-- INFORMATION follows --

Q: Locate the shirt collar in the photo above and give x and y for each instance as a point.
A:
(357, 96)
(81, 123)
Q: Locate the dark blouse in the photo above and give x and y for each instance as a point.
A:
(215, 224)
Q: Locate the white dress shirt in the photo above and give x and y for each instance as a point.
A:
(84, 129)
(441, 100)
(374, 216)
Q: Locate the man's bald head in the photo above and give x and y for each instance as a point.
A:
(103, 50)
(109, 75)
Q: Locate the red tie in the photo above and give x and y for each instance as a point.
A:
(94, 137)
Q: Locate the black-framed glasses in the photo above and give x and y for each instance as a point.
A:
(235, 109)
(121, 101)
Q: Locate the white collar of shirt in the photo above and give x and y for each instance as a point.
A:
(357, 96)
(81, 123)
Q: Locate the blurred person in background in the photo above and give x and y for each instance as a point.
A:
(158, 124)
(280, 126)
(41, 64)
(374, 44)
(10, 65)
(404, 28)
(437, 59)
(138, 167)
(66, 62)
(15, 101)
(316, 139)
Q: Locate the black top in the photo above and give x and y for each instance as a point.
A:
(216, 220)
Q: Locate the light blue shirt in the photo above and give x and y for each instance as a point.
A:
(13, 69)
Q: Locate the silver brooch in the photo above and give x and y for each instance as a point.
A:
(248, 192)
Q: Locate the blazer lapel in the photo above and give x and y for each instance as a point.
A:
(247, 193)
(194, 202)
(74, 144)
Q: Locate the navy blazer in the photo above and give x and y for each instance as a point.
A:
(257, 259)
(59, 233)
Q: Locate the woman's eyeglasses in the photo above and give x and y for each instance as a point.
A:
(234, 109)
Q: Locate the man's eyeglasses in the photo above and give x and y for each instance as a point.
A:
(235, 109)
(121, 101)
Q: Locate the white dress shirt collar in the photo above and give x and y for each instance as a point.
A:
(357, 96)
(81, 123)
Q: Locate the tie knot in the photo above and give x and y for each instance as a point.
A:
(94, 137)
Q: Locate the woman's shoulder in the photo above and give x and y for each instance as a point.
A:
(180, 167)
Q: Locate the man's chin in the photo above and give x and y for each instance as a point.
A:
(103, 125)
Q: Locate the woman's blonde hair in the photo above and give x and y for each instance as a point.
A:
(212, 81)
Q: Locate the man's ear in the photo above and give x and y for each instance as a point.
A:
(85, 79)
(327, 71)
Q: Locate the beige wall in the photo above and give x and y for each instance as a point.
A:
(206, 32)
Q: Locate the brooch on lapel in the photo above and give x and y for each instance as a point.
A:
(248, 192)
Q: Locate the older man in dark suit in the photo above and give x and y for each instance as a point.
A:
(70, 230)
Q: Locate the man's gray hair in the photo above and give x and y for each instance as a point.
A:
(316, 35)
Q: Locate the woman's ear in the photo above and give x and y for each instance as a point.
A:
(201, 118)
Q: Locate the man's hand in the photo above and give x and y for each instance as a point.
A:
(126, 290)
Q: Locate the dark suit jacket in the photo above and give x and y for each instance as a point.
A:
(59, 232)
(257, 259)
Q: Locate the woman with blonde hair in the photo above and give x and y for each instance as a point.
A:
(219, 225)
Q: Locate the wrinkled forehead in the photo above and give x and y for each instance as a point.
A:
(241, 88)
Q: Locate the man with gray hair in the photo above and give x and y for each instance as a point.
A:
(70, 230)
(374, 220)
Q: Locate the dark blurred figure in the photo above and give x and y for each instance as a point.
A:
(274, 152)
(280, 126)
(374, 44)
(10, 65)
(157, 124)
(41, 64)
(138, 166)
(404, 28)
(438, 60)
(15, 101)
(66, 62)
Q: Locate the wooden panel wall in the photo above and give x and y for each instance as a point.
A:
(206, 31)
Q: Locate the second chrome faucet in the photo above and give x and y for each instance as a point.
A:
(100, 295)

-- INFORMATION concluded --

> TASK
Look back at the entries above and repeat, unchanged, every line from the line holding "Q: Locate the man's ear" through the line holding "Q: Locate the dark suit".

> OUTPUT
Q: Locate the man's ear in the photo above and give x and y for each instance as a point.
A:
(85, 79)
(327, 71)
Q: Locate the beige wall in the photo above and give x and y for each instance as a point.
A:
(206, 32)
Q: Locate the brooch on lapel in the photo above and give x and y for each instance as a point.
A:
(248, 192)
Q: Locate the older man in dark suit in the photo above and give x and y for each instance as a point.
A:
(70, 230)
Q: Locate the man's gray hair in the photo above and give x and y for each instance as a point.
A:
(316, 35)
Q: Locate the woman's ear in the photo above and give x and y for each instance as a point.
A:
(201, 118)
Q: Locate the man's hand in the photo above and give x and y for each instance as a point.
A:
(126, 290)
Q: Locate the dark suit jacket in the photo above and give x and y for each instance as a point.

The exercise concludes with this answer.